▶ EXERCISE REQUIREMENTS:
a - In the interview excerpt on translation below, which translator's version did the speaker probably like best?
b - Please translate this sentence from the interview excerpt on translation below into Spanish: "I certainly wouldn’t do that in academic writing, take those kinds of liberties, but in poetry it kind of felt alright."

▶ EXCERPTED TEXT:
=-=-=-=-=

ET:   Do you want to talk some more about translations?

 TA:  Well that’s interesting because, as I said, I don’t read Latin although I did have the Latin open in front of me, partly so I could actually see the forms, the structures and the sheer  complexity of those. But I had a number of different translations and some of them were metrical and as a result the language itself was quite contorted but the sense of form was very present, some of them were those little prose digests that you can get and some of them were poetic interpretations like this Peter Whigham version. I probably liked that best and I realised afterwards that it might well be because he also does a lot of work on Modernist poets, particularly William Carlos Williams I think, and he seems to be borrowing that kind of mode in his translations and that appealed to me. But in the end what I would do was read a poem over and over and over in various different versions and then just put it away and not look at it while I was writing and then maybe go back and have a look at something for a point of detail but not actually have it in view because it’s heavy,  it’s going to pull you in, it’s better than anything one is writing oneself and you need to make that distance, I think. So it’s actually very cavalier and it’s not something I would ever do in any other form of writing. I certainly wouldn’t do that in academic writing, take those kinds of liberties, but in poetry it kind of felt alright. I don’t know if it is or not. And then there’s always the question of how to acknowledge those connections in the book, which is why there is a list at the end of the book of the specific poems, but not with the poems because it’s not as though you need that in order to make sense of the poems. But that took a bit of thinking about. Are there translations that are considered, you know, the best ones to use, then? Because I didn’t really know...

=-=-=-=-=

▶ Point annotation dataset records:
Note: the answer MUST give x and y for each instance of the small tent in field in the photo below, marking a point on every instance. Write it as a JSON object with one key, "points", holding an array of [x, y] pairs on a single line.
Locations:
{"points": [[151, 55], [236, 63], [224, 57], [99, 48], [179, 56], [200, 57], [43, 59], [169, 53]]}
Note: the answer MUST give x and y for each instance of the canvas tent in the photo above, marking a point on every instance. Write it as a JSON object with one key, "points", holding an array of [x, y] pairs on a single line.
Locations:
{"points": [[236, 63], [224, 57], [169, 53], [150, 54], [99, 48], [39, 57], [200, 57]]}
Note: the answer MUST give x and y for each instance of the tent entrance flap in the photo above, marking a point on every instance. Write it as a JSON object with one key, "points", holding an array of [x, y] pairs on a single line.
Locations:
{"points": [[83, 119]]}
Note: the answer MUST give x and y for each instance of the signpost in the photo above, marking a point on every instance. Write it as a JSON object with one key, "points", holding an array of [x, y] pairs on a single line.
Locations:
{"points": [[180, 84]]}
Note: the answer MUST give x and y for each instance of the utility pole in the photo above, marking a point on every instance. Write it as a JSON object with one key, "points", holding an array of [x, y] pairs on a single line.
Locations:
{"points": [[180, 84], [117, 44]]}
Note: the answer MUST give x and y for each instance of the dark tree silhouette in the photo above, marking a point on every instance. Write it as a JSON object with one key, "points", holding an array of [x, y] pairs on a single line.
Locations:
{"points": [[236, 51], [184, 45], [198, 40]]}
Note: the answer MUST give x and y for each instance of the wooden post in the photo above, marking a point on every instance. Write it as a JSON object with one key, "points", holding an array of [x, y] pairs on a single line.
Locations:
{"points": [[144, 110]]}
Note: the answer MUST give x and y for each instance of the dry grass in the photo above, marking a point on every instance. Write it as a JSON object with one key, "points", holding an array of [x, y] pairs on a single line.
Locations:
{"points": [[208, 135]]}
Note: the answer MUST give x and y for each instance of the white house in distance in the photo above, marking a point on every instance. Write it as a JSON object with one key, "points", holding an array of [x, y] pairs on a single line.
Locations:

=-=-=-=-=

▶ SOLUTIONS TO THE EXERCISE:
a - The Peter Whigham version.

b - Desde luego no haría eso en la escritura académica, tomarme ese tipo de libertades, pero en la poesía me pareció más o menos bien.